### YOUR GOAL
Please transcribe, word for word, the stretch of the workplace well-being passage below from "Mistake No.11: Letting" up to and including "and only responsible option.".

### GIVEN PASSAGE
Read part 4 of Workplace well-being – 11 guaranteed ways to fail.

Mistake No.11: Letting feelings override facts

Workplace well-being is a nuanced blend of science and entertainment. It takes a good measure of entertainment to ensure that you are delivering an experience that connects with employees’ bodies and minds. It is not enough to just alter how they behave in the short term; the real, sustainable change arises from shifting how employees think and feel. Underneath the human angle, there must be a program that is clinically proven and anchored in science. Taking 10,000 steps a day might sound like a lot, especially for someone who is only taking 2000, but giving people the facts, however unpalatable, along with a program that can excite them and gently move them along the path towards health is the best and only responsible option.

### RAW DATA
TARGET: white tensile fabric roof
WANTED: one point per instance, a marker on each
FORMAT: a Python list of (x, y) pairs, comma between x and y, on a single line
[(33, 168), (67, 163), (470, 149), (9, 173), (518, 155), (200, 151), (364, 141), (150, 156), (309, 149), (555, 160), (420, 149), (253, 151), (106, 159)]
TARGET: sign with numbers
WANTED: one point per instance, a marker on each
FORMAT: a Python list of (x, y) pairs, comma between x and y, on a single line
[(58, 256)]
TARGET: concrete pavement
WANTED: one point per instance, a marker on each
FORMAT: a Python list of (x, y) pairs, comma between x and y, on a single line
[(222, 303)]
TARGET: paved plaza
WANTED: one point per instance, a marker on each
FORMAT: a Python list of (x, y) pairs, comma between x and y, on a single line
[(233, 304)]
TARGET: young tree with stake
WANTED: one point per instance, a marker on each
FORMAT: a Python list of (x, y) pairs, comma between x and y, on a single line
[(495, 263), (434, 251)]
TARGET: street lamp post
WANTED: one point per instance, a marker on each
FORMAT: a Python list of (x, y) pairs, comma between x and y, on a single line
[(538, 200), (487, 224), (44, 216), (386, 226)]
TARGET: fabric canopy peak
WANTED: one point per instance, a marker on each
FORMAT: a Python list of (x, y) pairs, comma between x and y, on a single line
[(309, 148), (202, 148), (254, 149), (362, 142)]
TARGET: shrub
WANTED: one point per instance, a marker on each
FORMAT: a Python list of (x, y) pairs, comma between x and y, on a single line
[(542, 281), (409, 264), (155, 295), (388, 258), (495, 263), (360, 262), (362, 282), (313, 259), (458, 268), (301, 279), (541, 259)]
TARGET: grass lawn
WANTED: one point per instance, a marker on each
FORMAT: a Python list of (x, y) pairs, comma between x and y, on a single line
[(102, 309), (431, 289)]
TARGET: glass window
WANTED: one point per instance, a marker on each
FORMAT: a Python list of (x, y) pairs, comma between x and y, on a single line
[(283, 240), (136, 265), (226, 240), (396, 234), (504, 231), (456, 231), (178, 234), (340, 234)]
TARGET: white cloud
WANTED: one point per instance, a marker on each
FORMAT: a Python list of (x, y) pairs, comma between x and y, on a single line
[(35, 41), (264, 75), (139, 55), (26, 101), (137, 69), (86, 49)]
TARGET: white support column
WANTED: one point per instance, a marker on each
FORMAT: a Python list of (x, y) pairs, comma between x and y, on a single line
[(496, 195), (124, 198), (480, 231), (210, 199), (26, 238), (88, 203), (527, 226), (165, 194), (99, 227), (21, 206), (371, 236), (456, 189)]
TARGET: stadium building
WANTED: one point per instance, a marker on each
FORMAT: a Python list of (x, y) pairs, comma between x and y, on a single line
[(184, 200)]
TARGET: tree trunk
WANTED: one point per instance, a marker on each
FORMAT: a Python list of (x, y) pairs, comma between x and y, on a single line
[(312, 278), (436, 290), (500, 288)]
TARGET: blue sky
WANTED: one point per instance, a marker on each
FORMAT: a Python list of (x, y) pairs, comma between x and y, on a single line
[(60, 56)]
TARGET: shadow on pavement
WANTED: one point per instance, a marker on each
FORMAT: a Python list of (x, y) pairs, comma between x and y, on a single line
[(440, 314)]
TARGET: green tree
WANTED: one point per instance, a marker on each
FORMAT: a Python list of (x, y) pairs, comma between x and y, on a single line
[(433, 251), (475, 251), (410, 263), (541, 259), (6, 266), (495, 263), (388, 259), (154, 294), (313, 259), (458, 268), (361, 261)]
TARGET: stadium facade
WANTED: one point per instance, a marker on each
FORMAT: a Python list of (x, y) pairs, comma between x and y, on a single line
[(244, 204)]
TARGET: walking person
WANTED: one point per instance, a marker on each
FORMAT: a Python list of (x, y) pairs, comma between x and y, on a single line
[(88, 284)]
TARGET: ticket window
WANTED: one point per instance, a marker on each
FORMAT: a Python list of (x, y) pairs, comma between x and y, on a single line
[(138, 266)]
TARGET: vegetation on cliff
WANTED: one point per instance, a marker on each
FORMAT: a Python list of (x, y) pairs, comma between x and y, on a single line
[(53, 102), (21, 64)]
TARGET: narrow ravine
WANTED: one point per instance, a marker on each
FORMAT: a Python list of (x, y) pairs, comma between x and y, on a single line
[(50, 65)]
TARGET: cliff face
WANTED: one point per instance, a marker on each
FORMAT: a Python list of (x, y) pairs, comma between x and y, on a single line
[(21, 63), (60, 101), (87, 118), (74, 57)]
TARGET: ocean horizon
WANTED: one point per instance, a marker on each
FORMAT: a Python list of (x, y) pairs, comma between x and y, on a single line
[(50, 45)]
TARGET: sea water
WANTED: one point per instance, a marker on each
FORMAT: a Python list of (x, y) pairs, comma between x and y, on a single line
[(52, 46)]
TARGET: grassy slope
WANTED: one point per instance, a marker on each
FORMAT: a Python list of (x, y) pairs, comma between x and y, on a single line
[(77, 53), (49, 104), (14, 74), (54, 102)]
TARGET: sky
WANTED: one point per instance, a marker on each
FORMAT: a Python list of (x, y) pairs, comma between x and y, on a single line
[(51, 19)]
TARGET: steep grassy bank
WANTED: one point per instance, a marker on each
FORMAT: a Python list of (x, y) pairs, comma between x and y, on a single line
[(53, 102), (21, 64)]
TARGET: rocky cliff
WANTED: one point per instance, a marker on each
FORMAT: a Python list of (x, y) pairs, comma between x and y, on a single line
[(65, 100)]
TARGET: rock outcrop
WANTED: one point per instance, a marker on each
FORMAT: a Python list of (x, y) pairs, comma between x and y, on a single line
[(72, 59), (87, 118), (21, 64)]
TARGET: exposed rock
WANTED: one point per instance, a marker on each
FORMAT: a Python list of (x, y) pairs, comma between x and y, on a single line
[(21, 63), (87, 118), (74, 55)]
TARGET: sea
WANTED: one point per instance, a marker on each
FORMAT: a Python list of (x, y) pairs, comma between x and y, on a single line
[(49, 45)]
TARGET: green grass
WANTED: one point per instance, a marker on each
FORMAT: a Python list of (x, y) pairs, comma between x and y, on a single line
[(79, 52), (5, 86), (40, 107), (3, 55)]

### ANSWER
Mistake No.11: Letting feelings override facts

Workplace well-being is a nuanced blend of science and entertainment. It takes a good measure of entertainment to ensure that you are delivering an experience that connects with employees’ bodies and minds. It is not enough to just alter how they behave in the short term; the real, sustainable change arises from shifting how employees think and feel. Underneath the human angle, there must be a program that is clinically proven and anchored in science. Taking 10,000 steps a day might sound like a lot, especially for someone who is only taking 2000, but giving people the facts, however unpalatable, along with a program that can excite them and gently move them along the path towards health is the best and only responsible option.